§ THE EXERCISE
Turn every entry below into a numbered list, leaving out any blank lines.

-- Start of LISTED RECORDS --

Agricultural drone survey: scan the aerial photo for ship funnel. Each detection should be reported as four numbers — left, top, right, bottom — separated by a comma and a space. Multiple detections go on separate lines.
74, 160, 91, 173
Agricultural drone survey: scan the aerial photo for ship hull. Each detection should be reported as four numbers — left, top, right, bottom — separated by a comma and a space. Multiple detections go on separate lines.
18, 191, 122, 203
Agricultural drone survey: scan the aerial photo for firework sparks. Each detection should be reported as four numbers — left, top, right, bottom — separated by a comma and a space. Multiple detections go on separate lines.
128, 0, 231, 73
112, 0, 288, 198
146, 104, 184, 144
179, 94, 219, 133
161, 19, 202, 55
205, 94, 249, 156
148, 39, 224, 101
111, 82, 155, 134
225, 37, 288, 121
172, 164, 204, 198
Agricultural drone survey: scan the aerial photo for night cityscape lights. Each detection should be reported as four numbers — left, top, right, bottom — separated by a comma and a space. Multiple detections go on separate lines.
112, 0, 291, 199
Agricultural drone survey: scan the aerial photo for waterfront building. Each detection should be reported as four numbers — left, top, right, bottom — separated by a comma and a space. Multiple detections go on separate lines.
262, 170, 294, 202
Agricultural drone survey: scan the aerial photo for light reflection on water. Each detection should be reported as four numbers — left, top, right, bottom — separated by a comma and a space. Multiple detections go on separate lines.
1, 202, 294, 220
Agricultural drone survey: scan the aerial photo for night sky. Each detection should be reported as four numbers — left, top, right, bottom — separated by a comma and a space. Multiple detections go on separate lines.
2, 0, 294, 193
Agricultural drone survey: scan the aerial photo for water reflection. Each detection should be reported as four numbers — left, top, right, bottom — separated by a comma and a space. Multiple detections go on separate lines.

-- End of LISTED RECORDS --

§ OUTPUT
1. Agricultural drone survey: scan the aerial photo for ship funnel. Each detection should be reported as four numbers — left, top, right, bottom — separated by a comma and a space. Multiple detections go on separate lines.
2. 74, 160, 91, 173
3. Agricultural drone survey: scan the aerial photo for ship hull. Each detection should be reported as four numbers — left, top, right, bottom — separated by a comma and a space. Multiple detections go on separate lines.
4. 18, 191, 122, 203
5. Agricultural drone survey: scan the aerial photo for firework sparks. Each detection should be reported as four numbers — left, top, right, bottom — separated by a comma and a space. Multiple detections go on separate lines.
6. 128, 0, 231, 73
7. 112, 0, 288, 198
8. 146, 104, 184, 144
9. 179, 94, 219, 133
10. 161, 19, 202, 55
11. 205, 94, 249, 156
12. 148, 39, 224, 101
13. 111, 82, 155, 134
14. 225, 37, 288, 121
15. 172, 164, 204, 198
16. Agricultural drone survey: scan the aerial photo for night cityscape lights. Each detection should be reported as four numbers — left, top, right, bottom — separated by a comma and a space. Multiple detections go on separate lines.
17. 112, 0, 291, 199
18. Agricultural drone survey: scan the aerial photo for waterfront building. Each detection should be reported as four numbers — left, top, right, bottom — separated by a comma and a space. Multiple detections go on separate lines.
19. 262, 170, 294, 202
20. Agricultural drone survey: scan the aerial photo for light reflection on water. Each detection should be reported as four numbers — left, top, right, bottom — separated by a comma and a space. Multiple detections go on separate lines.
21. 1, 202, 294, 220
22. Agricultural drone survey: scan the aerial photo for night sky. Each detection should be reported as four numbers — left, top, right, bottom — separated by a comma and a space. Multiple detections go on separate lines.
23. 2, 0, 294, 193
24. Agricultural drone survey: scan the aerial photo for water reflection. Each detection should be reported as four numbers — left, top, right, bottom — separated by a comma and a space. Multiple detections go on separate lines.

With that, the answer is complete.